--- Exercise task ---
Your task is to reproduce exactly the lines from the line with "[pin] gray paving" through the end of the records below.
## start
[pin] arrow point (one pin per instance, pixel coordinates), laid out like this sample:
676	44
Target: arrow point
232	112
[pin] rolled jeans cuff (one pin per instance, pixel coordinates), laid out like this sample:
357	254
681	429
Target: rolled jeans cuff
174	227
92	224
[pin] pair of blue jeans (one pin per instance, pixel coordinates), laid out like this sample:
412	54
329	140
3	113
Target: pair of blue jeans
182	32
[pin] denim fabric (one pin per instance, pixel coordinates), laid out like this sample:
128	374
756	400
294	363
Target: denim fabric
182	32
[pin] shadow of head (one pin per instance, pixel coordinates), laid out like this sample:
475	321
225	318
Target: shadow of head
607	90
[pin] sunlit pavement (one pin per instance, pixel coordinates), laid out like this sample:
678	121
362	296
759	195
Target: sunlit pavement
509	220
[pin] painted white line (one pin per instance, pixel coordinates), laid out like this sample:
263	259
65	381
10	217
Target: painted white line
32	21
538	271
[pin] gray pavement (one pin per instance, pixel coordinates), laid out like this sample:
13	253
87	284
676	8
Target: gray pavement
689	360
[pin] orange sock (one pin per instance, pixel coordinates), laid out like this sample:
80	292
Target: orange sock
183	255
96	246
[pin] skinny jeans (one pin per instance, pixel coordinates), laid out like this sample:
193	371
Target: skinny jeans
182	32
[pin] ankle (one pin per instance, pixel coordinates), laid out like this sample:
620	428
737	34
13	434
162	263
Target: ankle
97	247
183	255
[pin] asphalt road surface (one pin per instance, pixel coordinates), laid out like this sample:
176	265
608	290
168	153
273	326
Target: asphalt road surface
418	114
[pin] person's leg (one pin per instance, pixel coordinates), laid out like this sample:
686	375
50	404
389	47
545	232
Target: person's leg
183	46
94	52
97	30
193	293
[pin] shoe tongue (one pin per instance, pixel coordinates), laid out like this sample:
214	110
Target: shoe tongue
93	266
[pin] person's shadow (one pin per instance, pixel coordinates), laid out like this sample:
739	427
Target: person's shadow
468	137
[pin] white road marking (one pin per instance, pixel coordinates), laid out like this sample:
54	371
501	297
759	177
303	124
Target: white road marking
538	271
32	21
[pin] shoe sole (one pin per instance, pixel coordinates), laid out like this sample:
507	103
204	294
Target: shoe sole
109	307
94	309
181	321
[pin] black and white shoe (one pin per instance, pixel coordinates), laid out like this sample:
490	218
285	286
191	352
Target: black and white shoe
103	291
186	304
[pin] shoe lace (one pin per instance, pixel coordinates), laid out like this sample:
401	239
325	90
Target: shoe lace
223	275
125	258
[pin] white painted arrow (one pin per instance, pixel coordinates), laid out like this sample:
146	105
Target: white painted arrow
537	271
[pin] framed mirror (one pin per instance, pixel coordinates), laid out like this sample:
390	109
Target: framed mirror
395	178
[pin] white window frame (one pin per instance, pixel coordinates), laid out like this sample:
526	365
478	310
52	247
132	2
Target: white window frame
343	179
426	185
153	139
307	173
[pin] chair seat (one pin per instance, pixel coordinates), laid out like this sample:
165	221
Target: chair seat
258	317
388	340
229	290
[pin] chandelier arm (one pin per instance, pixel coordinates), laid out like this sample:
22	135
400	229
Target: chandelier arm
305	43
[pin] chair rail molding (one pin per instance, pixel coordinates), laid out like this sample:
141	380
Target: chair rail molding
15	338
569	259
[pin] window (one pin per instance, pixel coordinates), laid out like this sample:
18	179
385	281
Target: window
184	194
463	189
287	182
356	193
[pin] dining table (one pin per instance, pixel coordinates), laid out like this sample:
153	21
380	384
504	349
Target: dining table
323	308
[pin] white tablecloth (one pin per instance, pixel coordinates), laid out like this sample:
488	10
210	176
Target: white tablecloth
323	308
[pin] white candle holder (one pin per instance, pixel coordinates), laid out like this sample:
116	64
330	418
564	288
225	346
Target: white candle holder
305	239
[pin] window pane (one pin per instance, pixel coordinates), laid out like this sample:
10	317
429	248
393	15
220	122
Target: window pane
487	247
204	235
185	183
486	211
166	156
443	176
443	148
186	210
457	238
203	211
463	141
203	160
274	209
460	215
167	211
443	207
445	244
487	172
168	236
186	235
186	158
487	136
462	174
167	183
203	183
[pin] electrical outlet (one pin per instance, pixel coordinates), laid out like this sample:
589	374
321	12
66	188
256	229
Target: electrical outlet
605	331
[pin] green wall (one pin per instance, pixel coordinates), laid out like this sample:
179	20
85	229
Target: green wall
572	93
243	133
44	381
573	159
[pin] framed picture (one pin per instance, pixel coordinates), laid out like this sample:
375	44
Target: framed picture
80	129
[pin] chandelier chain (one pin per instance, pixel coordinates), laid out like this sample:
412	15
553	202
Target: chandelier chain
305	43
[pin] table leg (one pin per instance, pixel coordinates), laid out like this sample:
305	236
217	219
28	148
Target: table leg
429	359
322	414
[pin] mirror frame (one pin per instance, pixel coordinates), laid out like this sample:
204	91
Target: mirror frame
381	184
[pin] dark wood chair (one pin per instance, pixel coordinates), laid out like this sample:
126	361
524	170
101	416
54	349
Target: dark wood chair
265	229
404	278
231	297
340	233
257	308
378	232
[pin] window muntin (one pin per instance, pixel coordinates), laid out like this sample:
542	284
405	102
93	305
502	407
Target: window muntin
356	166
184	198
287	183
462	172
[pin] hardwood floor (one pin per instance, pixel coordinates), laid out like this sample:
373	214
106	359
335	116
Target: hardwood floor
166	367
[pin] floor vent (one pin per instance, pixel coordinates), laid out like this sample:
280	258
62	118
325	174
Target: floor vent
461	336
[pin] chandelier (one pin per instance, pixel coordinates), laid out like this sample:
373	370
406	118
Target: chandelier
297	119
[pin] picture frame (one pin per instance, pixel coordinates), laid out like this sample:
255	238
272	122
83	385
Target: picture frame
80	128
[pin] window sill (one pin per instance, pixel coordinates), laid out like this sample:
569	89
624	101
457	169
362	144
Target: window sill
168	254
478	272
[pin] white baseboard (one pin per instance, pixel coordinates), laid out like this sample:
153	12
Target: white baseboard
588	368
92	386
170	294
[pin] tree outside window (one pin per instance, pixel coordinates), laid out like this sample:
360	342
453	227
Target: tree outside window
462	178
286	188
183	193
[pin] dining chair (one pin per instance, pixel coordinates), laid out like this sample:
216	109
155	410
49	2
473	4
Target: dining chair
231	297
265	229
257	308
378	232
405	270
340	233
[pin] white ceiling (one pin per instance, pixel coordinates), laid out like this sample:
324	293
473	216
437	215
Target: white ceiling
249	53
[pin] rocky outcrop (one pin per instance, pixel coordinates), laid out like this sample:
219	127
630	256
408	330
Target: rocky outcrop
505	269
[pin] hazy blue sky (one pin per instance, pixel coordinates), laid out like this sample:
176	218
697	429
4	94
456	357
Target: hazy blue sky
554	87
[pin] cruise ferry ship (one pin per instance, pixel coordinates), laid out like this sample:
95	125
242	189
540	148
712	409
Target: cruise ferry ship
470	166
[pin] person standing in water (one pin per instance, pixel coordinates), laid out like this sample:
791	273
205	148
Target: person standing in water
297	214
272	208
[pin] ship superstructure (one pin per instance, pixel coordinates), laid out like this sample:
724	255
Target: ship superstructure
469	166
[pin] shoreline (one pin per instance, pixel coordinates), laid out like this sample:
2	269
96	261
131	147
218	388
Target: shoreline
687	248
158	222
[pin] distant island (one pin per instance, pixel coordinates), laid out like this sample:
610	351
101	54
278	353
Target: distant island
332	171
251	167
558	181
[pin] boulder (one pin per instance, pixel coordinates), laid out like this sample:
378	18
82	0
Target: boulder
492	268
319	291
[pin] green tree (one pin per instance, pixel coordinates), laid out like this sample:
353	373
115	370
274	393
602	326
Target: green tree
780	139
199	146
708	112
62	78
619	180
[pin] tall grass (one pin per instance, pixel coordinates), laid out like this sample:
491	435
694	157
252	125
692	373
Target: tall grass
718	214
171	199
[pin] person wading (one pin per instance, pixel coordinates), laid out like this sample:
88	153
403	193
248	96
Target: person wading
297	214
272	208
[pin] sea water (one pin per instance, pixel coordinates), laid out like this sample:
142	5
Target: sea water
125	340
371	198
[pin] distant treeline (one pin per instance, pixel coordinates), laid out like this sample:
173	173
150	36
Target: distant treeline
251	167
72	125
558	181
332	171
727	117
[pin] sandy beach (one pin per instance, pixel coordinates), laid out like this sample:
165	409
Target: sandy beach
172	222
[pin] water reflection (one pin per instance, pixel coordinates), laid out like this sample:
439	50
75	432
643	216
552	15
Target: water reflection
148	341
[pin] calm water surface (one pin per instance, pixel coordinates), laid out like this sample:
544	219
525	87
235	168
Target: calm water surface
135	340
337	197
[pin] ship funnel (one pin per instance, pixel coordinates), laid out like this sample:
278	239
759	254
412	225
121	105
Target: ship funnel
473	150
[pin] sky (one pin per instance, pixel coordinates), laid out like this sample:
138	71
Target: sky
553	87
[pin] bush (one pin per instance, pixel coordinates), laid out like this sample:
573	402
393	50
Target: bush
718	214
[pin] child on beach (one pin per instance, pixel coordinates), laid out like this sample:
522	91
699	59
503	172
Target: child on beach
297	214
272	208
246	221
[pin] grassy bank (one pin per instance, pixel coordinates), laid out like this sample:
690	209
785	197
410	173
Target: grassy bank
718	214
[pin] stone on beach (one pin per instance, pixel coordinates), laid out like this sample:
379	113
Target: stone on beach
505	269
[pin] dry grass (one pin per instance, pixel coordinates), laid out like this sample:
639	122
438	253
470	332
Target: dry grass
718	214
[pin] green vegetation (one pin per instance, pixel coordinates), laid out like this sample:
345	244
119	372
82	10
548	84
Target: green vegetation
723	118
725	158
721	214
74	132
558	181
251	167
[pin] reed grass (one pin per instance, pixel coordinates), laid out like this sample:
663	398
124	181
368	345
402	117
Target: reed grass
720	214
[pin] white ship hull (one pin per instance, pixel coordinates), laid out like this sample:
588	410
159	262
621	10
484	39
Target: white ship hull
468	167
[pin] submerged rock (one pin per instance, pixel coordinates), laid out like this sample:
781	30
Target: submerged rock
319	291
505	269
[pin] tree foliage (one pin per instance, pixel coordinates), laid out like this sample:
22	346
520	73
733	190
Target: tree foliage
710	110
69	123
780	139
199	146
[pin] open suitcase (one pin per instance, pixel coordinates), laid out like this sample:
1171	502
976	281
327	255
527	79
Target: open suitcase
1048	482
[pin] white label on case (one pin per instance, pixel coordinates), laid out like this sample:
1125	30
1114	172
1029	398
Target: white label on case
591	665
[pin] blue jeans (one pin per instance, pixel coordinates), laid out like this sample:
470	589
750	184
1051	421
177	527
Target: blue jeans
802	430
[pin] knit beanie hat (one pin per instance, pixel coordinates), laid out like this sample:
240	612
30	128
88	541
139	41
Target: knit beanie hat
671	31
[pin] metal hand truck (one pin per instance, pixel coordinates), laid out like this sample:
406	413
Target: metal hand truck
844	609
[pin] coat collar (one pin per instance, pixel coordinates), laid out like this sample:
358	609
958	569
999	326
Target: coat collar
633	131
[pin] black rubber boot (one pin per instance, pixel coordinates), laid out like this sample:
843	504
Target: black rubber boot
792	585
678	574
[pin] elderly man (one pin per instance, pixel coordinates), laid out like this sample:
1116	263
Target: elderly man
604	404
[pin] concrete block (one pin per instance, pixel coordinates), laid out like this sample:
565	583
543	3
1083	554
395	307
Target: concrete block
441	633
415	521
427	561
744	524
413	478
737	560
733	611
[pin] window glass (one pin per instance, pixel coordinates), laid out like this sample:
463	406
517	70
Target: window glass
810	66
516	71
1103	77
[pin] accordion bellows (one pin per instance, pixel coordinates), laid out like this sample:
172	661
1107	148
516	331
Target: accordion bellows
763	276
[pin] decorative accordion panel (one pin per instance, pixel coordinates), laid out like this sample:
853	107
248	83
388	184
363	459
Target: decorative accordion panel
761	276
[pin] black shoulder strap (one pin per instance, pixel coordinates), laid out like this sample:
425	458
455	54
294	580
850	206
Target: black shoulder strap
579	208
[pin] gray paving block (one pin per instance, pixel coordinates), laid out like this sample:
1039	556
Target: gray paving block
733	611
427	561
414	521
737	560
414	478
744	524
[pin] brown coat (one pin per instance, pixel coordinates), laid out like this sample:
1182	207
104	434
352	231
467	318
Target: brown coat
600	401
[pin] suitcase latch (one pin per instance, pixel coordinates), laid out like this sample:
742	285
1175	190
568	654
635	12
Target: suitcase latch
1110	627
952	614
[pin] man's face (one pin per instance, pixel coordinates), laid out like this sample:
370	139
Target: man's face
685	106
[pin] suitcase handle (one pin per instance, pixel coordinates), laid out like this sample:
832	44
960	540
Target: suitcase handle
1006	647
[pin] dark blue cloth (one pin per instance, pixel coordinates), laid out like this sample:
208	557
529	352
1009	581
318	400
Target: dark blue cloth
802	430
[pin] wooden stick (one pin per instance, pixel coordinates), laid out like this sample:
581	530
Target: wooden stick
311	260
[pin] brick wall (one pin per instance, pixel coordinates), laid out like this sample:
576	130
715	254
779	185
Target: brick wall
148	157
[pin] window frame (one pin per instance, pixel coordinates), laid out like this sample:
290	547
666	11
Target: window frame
## end
--- Exercise output ---
[pin] gray paving block (one pin per instance, pixel coordinates), laid out like this sample:
1039	556
Target: gray paving block
733	611
427	561
414	521
737	560
414	478
744	524
[pin] brown coat (one pin per instance, pixel coordinates), laid out like this sample:
1182	207
104	434
352	231
467	318
Target: brown coat
600	401
[pin] suitcase latch (one pin per instance, pixel coordinates), laid out like this sample:
742	285
1175	190
568	654
635	12
Target: suitcase latch
1110	627
952	614
[pin] man's face (one pin per instance, pixel coordinates), laid out like this sample:
370	139
Target: man's face
685	106
[pin] suitcase handle (one pin per instance, pixel coordinates), laid out like this sample:
832	44
960	540
Target: suitcase handle
1006	647
[pin] dark blue cloth (one pin per instance, pixel coordinates), laid out like this sample:
208	557
529	352
1009	581
318	400
Target: dark blue cloth
802	430
[pin] wooden stick (one pin per instance, pixel coordinates), laid out like this sample:
581	530
Target: wooden stick
311	260
[pin] brick wall (one pin per instance, pixel coordinates), laid out like this sample:
576	130
715	254
779	185
Target: brick wall
148	157
[pin] window frame (one pin per instance, pixel coordinates), laid out like this sample:
290	547
666	11
Target: window frame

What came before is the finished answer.